━━━ Extract ━━━
INTRODUCTION

Clear aligner therapy (CAT) is now an established orthodontic treatment modality.¹ It uses proprietary software to predict and stage the tooth movement across a sequence of aligners. Invisalign (Align Technology, San Jose, Calif) is a leading CAT manufacturer and provides clinicians with a digital representation of the patient's predicted occlusal outcome as part of its treatment planning processes.²

A posterior occlusal open bite is a frequently reported complication of Invisalign treatment.^1,3,4 The suggested causes include the thickness of the aligner foil that prevents the ideal development of occlusal contact, a suboptimal bite opening, a loss of incisor torque, or a loss of buccal root torque associated with transverse expansion.^3,5,6 The provision of additional aligners (refinement) after the initial course of care, the use of auxiliaries, overcorrection, or the incorporation of heavy contact into the digital treatment plan have been proposed as methods to address the issue.⁶

The presence of a maximum number of occlusal contacts is closely correlated with and, is considered essential for, optimal masticatory function.^7,8 The American Board of Orthodontics (ABO) Objective Grading Scoring (OGS) is commonly used to assess the quality of end-of-treatment fixed appliance therapy (FAT) and CAT.⁹ A 2005 study showed that the Invisalign appliance was deficient in obtaining maximum occlusal contact at the end of treatment.¹⁰ Recent developments in metrology technology, however, have enabled a more sophisticated analysis of occlusal relationships.^3,11

The aim of the present study, therefore, was to determine the presence of, and quantify, if appropriate, the differences between the predicted occlusal contact and the clinically achieved occlusal contact produced by the Invisalign appliance. The null hypothesis was that there would be no differences between the predicted occlusal contact and the clinically achieved occlusal contact produced by the Invisalign appliance.

MATERIALS AND METHODS

The sample was obtained from a database of approximately 7000 patients treated using the Invisalign appliance between 2013 and 2018 by orthodontists experienced in the use of the appliance. All participants provided valid consent for their complete records to be used for educational and research purposes prior to the commencement of treatment. Institutional ethical approval for the study was granted by the University of Adelaide Human Research Ethics Committee (33817).
━━━ Information supplied ━━━
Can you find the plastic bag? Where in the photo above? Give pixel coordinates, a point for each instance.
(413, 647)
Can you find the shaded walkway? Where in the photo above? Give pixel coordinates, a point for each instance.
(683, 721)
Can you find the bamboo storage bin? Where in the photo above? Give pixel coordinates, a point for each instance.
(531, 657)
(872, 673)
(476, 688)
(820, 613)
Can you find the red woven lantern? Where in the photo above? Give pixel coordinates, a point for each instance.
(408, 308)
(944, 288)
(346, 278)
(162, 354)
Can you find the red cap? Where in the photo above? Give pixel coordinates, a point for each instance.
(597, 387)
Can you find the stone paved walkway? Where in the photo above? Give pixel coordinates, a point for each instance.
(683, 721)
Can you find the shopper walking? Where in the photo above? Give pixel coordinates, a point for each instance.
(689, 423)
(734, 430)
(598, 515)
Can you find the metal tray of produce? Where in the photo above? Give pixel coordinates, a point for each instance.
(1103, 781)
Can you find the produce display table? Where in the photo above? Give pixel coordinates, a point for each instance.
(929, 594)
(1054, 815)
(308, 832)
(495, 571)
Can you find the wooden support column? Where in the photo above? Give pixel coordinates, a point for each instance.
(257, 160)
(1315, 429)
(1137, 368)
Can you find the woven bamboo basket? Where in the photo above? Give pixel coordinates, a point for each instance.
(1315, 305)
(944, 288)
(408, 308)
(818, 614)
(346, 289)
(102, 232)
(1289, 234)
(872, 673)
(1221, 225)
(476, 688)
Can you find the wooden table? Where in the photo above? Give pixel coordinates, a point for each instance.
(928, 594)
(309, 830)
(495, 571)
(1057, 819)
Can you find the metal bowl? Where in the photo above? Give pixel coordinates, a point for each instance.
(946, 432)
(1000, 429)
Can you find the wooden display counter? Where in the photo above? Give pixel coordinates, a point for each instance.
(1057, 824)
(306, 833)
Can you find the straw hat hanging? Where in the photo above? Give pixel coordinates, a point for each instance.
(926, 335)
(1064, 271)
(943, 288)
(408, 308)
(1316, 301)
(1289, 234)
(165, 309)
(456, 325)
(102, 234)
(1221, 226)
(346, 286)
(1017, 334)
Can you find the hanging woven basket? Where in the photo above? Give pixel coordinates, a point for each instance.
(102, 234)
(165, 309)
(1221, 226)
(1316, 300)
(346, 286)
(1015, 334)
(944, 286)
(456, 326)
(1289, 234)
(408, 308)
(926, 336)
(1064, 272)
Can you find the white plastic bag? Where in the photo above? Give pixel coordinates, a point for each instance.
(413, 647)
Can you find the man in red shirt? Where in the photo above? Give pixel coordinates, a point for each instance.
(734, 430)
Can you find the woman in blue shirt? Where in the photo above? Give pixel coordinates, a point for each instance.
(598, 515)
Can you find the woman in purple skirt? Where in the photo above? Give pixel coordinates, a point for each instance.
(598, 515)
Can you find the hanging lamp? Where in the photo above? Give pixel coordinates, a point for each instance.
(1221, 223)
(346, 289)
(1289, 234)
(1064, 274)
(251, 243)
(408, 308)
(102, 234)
━━━
━━━ Information supplied ━━━
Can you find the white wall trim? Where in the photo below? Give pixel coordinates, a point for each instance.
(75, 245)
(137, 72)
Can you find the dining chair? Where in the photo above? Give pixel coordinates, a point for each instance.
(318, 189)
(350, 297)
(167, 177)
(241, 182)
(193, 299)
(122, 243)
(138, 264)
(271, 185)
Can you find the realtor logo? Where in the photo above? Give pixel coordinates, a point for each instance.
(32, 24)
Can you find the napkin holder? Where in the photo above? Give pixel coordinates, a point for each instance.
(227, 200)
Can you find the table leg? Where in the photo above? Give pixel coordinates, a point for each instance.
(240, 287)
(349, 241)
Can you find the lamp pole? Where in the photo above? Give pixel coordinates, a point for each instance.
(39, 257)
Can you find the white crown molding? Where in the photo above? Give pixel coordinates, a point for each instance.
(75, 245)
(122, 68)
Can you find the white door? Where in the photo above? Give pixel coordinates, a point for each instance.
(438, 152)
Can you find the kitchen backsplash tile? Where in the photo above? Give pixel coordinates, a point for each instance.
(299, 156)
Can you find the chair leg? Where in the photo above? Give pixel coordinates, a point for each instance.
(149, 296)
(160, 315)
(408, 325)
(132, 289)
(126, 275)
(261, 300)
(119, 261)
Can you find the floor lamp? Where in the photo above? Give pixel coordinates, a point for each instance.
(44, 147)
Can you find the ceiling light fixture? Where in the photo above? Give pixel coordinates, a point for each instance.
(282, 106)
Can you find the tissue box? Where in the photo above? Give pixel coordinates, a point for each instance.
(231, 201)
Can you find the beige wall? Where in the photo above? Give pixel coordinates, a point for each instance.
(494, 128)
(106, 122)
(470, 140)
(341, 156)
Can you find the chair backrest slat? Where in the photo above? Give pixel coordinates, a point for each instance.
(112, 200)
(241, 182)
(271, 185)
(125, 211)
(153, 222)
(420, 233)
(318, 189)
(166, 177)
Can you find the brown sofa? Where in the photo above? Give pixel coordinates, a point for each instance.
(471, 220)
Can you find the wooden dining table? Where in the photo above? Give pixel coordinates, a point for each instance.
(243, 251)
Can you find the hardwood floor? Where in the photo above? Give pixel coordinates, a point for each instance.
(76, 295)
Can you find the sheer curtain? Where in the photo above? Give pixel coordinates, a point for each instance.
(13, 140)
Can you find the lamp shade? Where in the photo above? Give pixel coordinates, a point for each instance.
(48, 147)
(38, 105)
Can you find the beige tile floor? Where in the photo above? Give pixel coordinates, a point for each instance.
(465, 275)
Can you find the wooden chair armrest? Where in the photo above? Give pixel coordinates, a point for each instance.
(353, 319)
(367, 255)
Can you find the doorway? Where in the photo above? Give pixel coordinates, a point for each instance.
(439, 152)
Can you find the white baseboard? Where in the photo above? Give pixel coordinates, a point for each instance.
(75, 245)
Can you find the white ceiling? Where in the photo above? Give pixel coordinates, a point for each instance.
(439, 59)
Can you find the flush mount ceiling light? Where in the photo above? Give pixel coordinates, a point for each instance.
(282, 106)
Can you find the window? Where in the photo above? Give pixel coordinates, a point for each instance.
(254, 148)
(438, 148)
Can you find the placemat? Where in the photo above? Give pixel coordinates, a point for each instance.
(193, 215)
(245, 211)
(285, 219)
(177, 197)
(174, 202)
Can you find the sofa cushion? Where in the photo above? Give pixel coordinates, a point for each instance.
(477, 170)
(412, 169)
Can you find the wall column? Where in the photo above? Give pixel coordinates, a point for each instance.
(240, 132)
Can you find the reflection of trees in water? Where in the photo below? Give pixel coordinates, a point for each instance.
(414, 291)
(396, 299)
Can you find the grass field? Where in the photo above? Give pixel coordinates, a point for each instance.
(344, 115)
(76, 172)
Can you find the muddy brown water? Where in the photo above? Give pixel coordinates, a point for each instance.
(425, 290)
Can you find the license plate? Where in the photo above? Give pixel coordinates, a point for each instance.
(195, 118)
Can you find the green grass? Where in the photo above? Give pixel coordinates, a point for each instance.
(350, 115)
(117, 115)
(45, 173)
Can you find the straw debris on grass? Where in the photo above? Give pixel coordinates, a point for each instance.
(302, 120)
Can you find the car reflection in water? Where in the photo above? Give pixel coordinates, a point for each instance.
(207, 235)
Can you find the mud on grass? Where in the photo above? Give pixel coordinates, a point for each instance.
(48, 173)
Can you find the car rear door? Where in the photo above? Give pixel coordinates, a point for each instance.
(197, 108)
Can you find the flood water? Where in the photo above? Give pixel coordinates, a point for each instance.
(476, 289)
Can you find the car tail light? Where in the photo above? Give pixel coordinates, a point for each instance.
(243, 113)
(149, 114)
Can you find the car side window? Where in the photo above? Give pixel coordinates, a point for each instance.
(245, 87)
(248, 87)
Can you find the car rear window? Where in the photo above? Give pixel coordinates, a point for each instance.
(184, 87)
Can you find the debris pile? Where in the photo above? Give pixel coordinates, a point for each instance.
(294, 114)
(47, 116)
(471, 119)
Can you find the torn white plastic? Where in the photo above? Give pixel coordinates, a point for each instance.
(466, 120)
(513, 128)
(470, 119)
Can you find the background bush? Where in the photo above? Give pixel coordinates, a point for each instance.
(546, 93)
━━━
━━━ Information supplied ━━━
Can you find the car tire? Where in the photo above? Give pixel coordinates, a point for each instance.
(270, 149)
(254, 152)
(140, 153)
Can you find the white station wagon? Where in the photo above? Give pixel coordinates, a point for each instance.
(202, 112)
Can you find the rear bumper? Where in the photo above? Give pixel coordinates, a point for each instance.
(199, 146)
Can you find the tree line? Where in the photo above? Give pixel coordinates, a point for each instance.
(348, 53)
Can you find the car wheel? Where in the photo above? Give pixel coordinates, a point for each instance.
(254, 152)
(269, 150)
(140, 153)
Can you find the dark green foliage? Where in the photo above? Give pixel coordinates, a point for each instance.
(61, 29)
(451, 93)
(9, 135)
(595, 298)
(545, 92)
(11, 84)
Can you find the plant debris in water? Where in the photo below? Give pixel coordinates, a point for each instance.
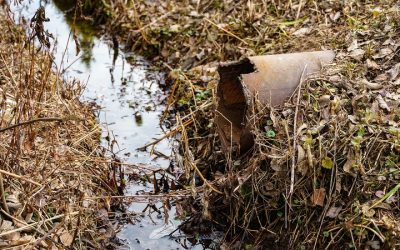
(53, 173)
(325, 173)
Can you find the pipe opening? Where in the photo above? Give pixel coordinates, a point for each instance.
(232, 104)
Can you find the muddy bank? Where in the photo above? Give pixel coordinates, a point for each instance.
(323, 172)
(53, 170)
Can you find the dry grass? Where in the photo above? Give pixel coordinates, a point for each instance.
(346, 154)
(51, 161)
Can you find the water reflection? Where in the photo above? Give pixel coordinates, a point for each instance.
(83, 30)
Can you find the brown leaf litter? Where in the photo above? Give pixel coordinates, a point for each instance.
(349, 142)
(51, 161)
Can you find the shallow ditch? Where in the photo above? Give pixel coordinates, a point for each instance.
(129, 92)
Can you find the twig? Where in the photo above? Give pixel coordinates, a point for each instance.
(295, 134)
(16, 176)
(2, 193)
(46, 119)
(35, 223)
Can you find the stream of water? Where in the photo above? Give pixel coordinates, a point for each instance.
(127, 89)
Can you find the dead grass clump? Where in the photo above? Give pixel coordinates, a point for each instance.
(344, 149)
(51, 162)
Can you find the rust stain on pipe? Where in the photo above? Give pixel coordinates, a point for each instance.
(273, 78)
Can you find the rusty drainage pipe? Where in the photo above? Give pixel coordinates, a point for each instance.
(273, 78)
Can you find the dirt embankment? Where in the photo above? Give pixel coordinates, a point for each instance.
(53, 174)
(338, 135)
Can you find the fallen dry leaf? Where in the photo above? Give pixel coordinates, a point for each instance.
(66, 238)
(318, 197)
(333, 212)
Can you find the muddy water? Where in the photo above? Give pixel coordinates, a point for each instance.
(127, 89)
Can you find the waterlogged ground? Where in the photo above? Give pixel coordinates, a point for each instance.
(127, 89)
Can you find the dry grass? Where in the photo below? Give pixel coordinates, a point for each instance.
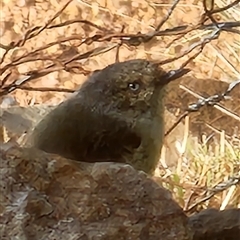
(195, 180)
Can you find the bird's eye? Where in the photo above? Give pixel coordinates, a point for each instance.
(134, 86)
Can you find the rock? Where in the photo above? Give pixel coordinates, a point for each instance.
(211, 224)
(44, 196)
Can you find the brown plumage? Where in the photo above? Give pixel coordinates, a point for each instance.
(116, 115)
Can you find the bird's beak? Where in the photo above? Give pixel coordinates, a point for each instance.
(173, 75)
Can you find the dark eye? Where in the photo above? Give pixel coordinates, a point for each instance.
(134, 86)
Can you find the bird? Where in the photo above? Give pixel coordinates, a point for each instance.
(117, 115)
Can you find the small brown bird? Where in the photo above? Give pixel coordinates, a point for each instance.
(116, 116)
━━━
Exercise instructions:
• 1. Answer these questions from the Invisalign occlusal contact study:
(a) What does the American Board of Orthodontics Objective Grading Scoring commonly assess?
(b) Between which years were the patients in the sample database treated?
(c) Which body granted institutional ethical approval for the study?
• 2. Continue the Invisalign occlusal contact study from the point where it stops.

Results:
• 1.
(a) The quality of end-of-treatment fixed appliance therapy (FAT) and clear aligner therapy (CAT).
(b) Between 2013 and 2018.
(c) The University of Adelaide Human Research Ethics Committee (33817).

• 2.
Exclusion Criteria

• Periodontally compromised patients

• Patients with initial “posterior open bites” and/or crossbites

• Orthognathic surgery cases

• Patients prescribed intermaxillary elastic use

• Patients who received restorative treatment to the teeth during orthodontic treatment

• Patients with a history of bone metabolism–altering medication

Based on the calculation of a 2015 study, a minimum sample size of 12 was determined necessary to detect a 0.5-mm difference between the predicted and achieved clinical outcomes.¹² An additional 21 participants were included for a total sample size of 33.

The measurements were carried out on the pretreatment and end of initial aligner sequence (achieved) digital models and the predicted outcome digital models from the Invisalign ClinCheck software facility via stereolithographic (.STL) files.

The .STL files were entered into Geomagic Control X (3D Systems, Rock Hill, S.C.) metrology software, which has been validated for evaluating CAT effects.^13,14 The mesh deviation tool was used with a maximum deviation of 5 mm to measure the precise “nearest neighbor” distances between the vertices and mesh faces of any point between the opposing arches. A distance heatmap was created with thresholds in 0.1-mm increments and a range of −1.0 mm to 1.0 mm (Figure 1). Occlusal contact was viewed on Geomagic Control X as a negative mesh deviation (≤0.00 mm), that is, overlap, but recorded as a positive number. Occlusal clearance was defined as a positive mesh deviation (>0.00 mm) but recorded as a negative measurement. Contact was recorded as the greatest mesh deviation in a negative direction. The posterior teeth were divided mesiodistally and had recorded contact for separate buccal and palatal surfaces. The anterior teeth were recorded as a single contact per tooth. The contact measurements were recorded at the initial, predicted, and at the end of the initial aligner sequence (achieved) time points and pertained to teeth in the maxilla. Each data set was tested for normality by applying the Shapiro-Wilks test. The study sample was divided into normal (n = 20) and overcorrection (n = 13) occlusal contact groups. Overcorrection was defined as having ≤−0.25 mm mesh deviation for at least four teeth on the digital model (Figure 2). The difference between the predicted and achieved occlusal contact measurements were analyzed for both groups. Demographic details regarding the patient's age, sex, and initial treatment-related parameters were documented. The mean and standard deviation (SD) values were calculated for the absolute initial, predicted, and achieved occlusal contact measurements and related to the mean values between individual teeth and their antimeres.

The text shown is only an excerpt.